Top NSF petascale supercomputer and expert staff accelerate discoveries for nation's scientists

Published on May 27, 2014 by Aaron Dubrow

A sequence of still images illustrate the temporal evolution of synthetic DNA nanostructures imaged through all-atom molecular dynamics simulations. Credits: Jejoong Yoo and Aleksei Aksimentiev, Department of Physics, University of Illinois-Urbana Champaign

Cutting-Edge DNA Sequencing

The Stampede supercomputer enabled Aleksei Aksimentiev at the University of Illinois-Urbana Champaign to explore a cutting-edge method of DNA sequencing that uses an electric field to drive a strand of DNA through a small hole, or "nanopore," either in silicon or a biological membrane. By controlling this process, the sequencer can read each base pair in order by measuring the change in ionic current as the DNA strands moves through the pore of the membrane.

"Being able to routinely obtain 40-80 nanoseconds of molecular dynamic simulations in 24 hours, regardless of the systems' size, has been essential for us to make progress with rapidly evolving projects," he explained.

Aksimentiev showed that localized heating can be used to stretch DNA, which significantly increases the accuracy of nanopore DNA sequencing. In addition, he and his team used an all-atom molecular dynamics method to accurately describe DNA origami objects, making it possible to engineer materials for future applications in biosensing, drug delivery and nano-electronics. These results were published in ACS Nano and the Proceedings of the National Academy of Sciences.

"Stampede is by far the best computer systems my group has used over the past 10 years," said Aksimentiev.

◆ Data supplied:
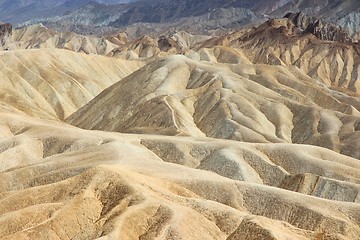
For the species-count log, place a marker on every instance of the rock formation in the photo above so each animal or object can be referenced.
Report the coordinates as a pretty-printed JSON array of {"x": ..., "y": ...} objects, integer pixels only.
[{"x": 249, "y": 135}]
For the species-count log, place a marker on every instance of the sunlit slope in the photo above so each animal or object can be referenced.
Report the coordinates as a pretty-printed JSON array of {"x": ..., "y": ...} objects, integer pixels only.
[
  {"x": 54, "y": 83},
  {"x": 244, "y": 102},
  {"x": 86, "y": 184}
]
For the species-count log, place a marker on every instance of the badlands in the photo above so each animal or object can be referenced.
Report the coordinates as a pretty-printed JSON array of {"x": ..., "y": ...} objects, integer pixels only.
[{"x": 250, "y": 135}]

◆ Task instructions:
Please answer from the Stampede supercomputer article above: according to Aksimentiev's findings, what can localized heating be used to do?

◆ Task output:
Localized heating can be used to stretch DNA, which significantly increases the accuracy of nanopore DNA sequencing.